* begin *

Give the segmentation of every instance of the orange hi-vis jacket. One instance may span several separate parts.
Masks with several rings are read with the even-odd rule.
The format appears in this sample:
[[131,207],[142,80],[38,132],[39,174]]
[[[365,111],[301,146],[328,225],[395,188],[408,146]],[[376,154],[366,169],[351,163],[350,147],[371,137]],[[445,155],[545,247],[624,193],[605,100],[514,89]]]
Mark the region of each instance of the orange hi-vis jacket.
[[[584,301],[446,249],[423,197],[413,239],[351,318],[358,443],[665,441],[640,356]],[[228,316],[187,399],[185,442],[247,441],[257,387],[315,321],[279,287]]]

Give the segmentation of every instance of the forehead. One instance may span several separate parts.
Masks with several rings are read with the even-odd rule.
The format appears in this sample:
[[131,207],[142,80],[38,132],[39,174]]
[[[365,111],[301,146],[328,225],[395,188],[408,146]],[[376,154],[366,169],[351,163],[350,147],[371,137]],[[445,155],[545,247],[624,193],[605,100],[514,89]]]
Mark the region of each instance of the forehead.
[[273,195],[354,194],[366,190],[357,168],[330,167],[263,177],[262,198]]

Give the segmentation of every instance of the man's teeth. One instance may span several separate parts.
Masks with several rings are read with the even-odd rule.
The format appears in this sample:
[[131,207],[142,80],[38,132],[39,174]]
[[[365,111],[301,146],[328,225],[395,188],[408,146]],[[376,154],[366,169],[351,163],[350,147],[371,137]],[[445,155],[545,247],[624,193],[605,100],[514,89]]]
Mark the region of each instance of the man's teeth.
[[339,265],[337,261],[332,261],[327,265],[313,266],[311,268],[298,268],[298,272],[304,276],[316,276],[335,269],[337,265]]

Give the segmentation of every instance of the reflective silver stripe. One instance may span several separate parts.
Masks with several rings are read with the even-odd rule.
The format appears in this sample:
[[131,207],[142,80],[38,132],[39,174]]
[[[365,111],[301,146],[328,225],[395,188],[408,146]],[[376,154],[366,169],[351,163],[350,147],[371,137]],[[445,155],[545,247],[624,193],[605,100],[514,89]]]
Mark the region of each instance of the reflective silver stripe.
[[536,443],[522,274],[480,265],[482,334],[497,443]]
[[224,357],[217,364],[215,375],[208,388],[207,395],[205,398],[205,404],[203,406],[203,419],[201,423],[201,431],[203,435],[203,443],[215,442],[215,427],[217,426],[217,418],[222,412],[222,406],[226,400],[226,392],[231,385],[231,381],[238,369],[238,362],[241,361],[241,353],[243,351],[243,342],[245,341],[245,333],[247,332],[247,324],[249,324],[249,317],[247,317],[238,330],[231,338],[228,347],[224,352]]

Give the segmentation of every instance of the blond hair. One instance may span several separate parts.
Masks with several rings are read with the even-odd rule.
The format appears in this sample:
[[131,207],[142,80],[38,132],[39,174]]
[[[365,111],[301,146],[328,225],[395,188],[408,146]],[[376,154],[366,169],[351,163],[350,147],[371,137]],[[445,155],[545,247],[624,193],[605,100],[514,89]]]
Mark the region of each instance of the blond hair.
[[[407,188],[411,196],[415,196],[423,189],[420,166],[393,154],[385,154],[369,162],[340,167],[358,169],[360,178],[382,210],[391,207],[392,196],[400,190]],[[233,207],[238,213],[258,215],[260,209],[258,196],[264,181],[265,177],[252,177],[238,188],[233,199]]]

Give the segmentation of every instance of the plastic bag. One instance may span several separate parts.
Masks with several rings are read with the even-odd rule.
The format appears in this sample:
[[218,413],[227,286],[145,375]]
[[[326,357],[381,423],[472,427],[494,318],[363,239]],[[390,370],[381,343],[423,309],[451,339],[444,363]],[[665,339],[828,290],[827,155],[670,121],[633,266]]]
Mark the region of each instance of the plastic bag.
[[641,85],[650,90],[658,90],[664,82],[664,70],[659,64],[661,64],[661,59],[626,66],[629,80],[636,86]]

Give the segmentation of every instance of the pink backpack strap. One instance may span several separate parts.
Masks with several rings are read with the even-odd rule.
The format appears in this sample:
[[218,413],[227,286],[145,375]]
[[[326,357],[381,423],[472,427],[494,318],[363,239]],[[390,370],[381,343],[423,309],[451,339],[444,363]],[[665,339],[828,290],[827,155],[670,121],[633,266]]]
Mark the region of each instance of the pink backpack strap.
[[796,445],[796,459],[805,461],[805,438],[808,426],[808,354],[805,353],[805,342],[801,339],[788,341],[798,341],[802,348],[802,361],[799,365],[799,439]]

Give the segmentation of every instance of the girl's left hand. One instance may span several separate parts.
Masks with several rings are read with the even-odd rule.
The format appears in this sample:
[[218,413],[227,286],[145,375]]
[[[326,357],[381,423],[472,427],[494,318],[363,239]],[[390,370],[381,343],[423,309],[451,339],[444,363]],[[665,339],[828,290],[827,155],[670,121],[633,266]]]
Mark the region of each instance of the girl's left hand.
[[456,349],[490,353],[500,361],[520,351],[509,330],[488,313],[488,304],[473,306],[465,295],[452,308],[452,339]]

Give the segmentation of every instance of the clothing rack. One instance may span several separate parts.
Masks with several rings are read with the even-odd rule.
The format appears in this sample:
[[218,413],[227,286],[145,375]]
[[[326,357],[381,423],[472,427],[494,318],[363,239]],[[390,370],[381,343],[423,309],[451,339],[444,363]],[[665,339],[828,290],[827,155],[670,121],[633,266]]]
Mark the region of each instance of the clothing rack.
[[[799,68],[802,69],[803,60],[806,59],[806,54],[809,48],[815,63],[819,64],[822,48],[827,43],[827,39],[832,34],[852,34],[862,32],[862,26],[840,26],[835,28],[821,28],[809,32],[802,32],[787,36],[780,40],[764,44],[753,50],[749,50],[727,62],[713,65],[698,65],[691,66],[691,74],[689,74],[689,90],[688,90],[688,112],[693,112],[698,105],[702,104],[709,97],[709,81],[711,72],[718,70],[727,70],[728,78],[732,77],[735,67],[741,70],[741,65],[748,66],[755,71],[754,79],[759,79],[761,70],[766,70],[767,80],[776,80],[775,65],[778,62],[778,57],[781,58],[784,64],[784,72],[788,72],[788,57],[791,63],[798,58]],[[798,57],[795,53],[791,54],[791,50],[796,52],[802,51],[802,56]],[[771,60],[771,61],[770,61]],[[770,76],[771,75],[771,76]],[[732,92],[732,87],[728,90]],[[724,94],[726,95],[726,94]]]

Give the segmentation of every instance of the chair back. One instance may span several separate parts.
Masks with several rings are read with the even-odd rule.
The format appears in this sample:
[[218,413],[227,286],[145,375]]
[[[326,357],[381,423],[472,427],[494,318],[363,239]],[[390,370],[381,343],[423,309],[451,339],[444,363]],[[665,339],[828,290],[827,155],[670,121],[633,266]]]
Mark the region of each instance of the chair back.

* end *

## [EXERCISE OBJECTIVE]
Starting at the beginning of the listing and ending with the line that contains "Mark the region of each instance of the orange", recast only those lines as a numbered list, omitting any blank lines.

## [EXERCISE RESPONSE]
1. Give the segmentation of every instance of the orange hi-vis jacket. One instance may span several separate parts.
2. Masks with several rings are read with the even-odd rule.
3. The format appears in this sample:
4. [[131,207],[142,80],[38,132],[39,174]]
5. [[[365,111],[301,146],[328,225],[395,188],[408,146]],[[376,154],[366,169],[351,163],[350,147],[371,137]],[[445,155],[545,247],[624,193],[605,100],[514,89]]]
6. Mark the region of each instance of the orange hi-vis jacket.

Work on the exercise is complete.